▶ **EXCERPTED RECORDS**

↓↓↓

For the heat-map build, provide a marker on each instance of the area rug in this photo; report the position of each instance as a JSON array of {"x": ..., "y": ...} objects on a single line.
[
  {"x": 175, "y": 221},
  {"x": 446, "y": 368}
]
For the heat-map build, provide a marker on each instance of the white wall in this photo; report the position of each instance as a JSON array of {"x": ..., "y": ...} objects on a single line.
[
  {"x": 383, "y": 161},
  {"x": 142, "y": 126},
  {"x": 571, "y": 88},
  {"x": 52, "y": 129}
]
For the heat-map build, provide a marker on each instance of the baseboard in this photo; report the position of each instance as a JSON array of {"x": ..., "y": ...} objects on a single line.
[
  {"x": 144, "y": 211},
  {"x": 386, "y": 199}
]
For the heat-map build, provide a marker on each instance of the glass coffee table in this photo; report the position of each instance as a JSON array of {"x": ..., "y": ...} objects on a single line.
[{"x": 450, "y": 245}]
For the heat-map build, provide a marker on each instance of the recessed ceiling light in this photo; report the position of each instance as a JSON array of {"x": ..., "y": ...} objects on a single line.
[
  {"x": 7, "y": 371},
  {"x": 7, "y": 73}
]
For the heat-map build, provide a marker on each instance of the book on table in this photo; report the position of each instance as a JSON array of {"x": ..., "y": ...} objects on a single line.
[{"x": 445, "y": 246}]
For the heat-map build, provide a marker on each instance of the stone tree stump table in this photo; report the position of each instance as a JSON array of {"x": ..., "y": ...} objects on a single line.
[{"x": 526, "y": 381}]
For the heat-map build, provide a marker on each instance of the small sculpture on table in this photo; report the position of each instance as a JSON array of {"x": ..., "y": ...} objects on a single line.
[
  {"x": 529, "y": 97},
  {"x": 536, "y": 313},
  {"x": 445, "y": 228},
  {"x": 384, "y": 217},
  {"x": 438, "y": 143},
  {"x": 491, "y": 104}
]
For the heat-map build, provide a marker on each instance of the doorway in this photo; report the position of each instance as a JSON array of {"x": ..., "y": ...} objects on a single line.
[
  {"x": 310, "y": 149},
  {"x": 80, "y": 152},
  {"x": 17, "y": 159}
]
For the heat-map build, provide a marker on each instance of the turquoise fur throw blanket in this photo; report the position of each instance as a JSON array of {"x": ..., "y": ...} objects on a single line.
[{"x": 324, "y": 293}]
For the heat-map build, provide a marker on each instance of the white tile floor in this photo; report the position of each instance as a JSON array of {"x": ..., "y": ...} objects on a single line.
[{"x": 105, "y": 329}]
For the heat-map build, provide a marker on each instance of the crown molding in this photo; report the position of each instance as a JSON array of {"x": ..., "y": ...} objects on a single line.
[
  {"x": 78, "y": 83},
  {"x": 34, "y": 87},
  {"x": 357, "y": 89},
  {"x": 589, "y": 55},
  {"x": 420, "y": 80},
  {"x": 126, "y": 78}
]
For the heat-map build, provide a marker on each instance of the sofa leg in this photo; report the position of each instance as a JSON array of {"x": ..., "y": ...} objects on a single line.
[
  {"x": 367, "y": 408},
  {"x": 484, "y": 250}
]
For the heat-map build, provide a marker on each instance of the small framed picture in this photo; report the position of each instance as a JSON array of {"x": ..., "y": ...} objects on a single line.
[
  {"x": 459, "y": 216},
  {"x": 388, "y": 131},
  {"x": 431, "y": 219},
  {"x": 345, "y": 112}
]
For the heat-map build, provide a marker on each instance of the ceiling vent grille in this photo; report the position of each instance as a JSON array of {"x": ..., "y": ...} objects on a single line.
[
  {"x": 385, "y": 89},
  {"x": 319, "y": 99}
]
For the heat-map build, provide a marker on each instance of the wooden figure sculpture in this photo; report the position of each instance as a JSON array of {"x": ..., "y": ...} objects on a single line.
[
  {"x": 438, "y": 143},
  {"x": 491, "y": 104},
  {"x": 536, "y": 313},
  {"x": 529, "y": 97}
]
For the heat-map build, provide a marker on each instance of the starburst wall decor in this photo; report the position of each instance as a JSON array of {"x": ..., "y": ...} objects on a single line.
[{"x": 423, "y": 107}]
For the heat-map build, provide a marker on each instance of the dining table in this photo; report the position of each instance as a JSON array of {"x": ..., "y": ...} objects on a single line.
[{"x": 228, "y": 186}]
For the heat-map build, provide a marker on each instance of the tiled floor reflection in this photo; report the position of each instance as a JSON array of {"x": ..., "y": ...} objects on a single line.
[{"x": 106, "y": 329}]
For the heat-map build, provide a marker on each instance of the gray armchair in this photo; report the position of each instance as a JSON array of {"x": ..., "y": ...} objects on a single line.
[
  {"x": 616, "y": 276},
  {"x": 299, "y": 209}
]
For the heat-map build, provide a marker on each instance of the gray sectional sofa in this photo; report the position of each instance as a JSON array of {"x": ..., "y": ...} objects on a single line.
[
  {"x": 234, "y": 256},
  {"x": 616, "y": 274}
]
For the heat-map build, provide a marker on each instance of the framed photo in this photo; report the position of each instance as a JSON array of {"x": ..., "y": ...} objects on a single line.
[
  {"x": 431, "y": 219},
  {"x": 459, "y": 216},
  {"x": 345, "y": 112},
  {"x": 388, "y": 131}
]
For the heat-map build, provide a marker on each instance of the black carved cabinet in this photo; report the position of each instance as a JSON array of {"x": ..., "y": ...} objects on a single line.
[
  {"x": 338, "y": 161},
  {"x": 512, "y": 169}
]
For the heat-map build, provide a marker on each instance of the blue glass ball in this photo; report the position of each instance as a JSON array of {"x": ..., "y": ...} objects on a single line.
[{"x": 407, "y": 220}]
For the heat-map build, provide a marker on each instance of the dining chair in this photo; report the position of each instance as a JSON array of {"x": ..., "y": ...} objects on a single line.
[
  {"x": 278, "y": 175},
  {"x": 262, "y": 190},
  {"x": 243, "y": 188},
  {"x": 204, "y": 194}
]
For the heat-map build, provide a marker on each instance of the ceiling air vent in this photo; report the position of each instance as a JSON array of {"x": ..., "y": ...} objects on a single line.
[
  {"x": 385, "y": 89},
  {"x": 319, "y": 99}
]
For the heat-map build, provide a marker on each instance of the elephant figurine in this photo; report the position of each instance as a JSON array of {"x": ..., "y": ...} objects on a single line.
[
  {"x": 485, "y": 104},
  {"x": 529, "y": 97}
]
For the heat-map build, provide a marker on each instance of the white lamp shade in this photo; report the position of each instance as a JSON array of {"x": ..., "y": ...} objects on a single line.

↑↑↑

▶ **WHAT THE EXERCISE ASKS**
Write an exact transcription of every entry above.

▶ **EXERCISE ANSWER**
For the heat-map build, provide a marker on each instance of the area rug in this photo; report the position of each instance as a JSON array of {"x": ..., "y": ...} objects on a single line.
[
  {"x": 175, "y": 221},
  {"x": 446, "y": 368}
]
For the heat-map build, provide a marker on each instance of the white wall in this photo; report the position of each instance as a JSON array of {"x": ..., "y": ...} objects on a single line.
[
  {"x": 383, "y": 161},
  {"x": 142, "y": 126},
  {"x": 571, "y": 88},
  {"x": 52, "y": 129}
]
For the heat-map build, provide a marker on each instance of the baseboard in this photo; report the position of each instance as a JSON array of {"x": ..., "y": ...} objects on a single line.
[
  {"x": 144, "y": 211},
  {"x": 386, "y": 199}
]
For the heat-map build, provide a marker on each instance of the glass coffee table in this photo; report the position of each instance as a JSON array of {"x": ..., "y": ...} objects on a single line.
[{"x": 450, "y": 245}]
For the heat-map build, provide a marker on each instance of the recessed ceiling light in this photo; report the position of each instance as a JSON array of {"x": ..., "y": ...} objects on a single line.
[
  {"x": 7, "y": 371},
  {"x": 7, "y": 73}
]
For the heat-map build, provide a marker on each instance of the book on table in this photo; report the position of each instance as a JSON array of {"x": ..., "y": ...} objects on a single line.
[{"x": 445, "y": 246}]
For the heat-map build, provide a marker on each instance of the stone tree stump table in this photo; report the position of each instance as a JSON array of {"x": ..., "y": ...} objects on a single line.
[{"x": 526, "y": 381}]
For the heat-map build, provide a marker on each instance of the small sculpture on table in this photo; report the position of each instance as a JSON array of {"x": ..., "y": ...} objects on a single line.
[
  {"x": 529, "y": 97},
  {"x": 536, "y": 313},
  {"x": 445, "y": 228},
  {"x": 384, "y": 217},
  {"x": 438, "y": 143},
  {"x": 491, "y": 104}
]
For the heat-map build, provide a marker on each instance of the doorway in this photo; report the position of each instance as a JSON array of {"x": ..., "y": ...} objects on a single line.
[
  {"x": 310, "y": 149},
  {"x": 80, "y": 152},
  {"x": 17, "y": 159}
]
For the heat-map build, provide a marker on each instance of the turquoise fur throw blanket in this photo; report the position of each instance as a JSON array of {"x": ..., "y": ...} objects on a single line.
[{"x": 324, "y": 293}]
For the heat-map build, provide a marker on each instance of the white tile floor in this photo; report the position of each instance as a JSON array of {"x": ..., "y": ...} objects on a single line.
[{"x": 105, "y": 329}]
For the heat-map build, provide a marker on each instance of the crown molding in this photo; report the position of each instance as a JSON array of {"x": ..., "y": ...} objects on a single line.
[
  {"x": 78, "y": 83},
  {"x": 34, "y": 87},
  {"x": 357, "y": 89},
  {"x": 589, "y": 55},
  {"x": 420, "y": 80},
  {"x": 126, "y": 78}
]
For the heat-map build, provide a marker on each instance of the sofa leg in this photo; report the position of each instance as a JSON array of {"x": ..., "y": ...} objects on a single line.
[
  {"x": 367, "y": 408},
  {"x": 484, "y": 250}
]
For the heat-map build, provide a marker on each instance of the small framed picture in this photo; report the position of each instance as a JSON array of {"x": ..., "y": ...} objects on a single line.
[
  {"x": 459, "y": 216},
  {"x": 388, "y": 131},
  {"x": 431, "y": 219},
  {"x": 345, "y": 112}
]
For the heat-map build, provide a marker on each instance of the ceiling vent grille in this photo; report the position of each instance as a JSON array of {"x": ..., "y": ...} objects on a single line.
[
  {"x": 385, "y": 89},
  {"x": 319, "y": 99}
]
For the heat-map build, provide a marker on each instance of the wooden figure sculpture in this photo; report the position of each instance as a JSON array of {"x": ..., "y": ...} objects on a single line.
[
  {"x": 438, "y": 143},
  {"x": 491, "y": 104},
  {"x": 536, "y": 313},
  {"x": 529, "y": 97}
]
For the heat-map build, provide a marker on each instance of the starburst wall decor in this photo; report the position of each instance as a JSON array of {"x": ..., "y": ...} objects on a single line.
[{"x": 423, "y": 107}]
For the heat-map build, provide a marker on each instance of the dining table in this photo; report the position of each instance as a JSON array of {"x": ..., "y": ...} objects on a single line.
[{"x": 228, "y": 186}]
For the heat-map build, provide a marker on each instance of the tiled floor reflection in this photo; report the position of each instance as a JSON array of {"x": ..., "y": ...} objects on a single line.
[{"x": 106, "y": 329}]
For the heat-map build, provide a marker on each instance of the gray armchair in this photo; report the position of each instance as a JSON array of {"x": ..., "y": ...} objects on a single line.
[
  {"x": 616, "y": 276},
  {"x": 299, "y": 209}
]
For the heat-map build, provide a marker on each instance of the gray sectional sofa in this photo; report the position of each instance as a JSON array of {"x": ..., "y": ...} objects on a single line.
[
  {"x": 234, "y": 256},
  {"x": 616, "y": 274}
]
For the heat-map build, provide a marker on each instance of the framed photo in this photo; report the position of each instance as a JSON array of {"x": ..., "y": ...} objects on a single line.
[
  {"x": 431, "y": 219},
  {"x": 459, "y": 216},
  {"x": 345, "y": 112},
  {"x": 388, "y": 131}
]
For the heat-map build, provide a marker on each instance of the black carved cabinet in this photo; report the position of each instance as a JSON array of {"x": ..., "y": ...} objects on a single line.
[
  {"x": 338, "y": 161},
  {"x": 512, "y": 169}
]
For the heat-map build, provide a marker on each instance of the blue glass ball in this photo; report the position of each instance as a JSON array of {"x": ..., "y": ...} objects on a single line.
[{"x": 407, "y": 220}]
For the heat-map build, provide a marker on each instance of the dining chair in this photo; report the position of each instance as a JSON array of {"x": ..., "y": ...} objects on a single line.
[
  {"x": 278, "y": 175},
  {"x": 262, "y": 190},
  {"x": 243, "y": 188},
  {"x": 204, "y": 194}
]
For the heat-map build, provide a marker on each instance of the ceiling air vent in this photo; report the position of each instance as a JSON array of {"x": ..., "y": ...} objects on a single line.
[
  {"x": 385, "y": 89},
  {"x": 319, "y": 99}
]
For the heat-map build, provide a marker on each instance of the elephant figurine in this photo; report the position of each instance as a JSON array of {"x": ..., "y": ...} objects on a single line.
[
  {"x": 485, "y": 104},
  {"x": 529, "y": 97}
]
For the heat-map build, provide a marker on each instance of the white lamp shade in this photo; report the position of each instance as a JSON array of {"x": ..., "y": ...} objects on a single line.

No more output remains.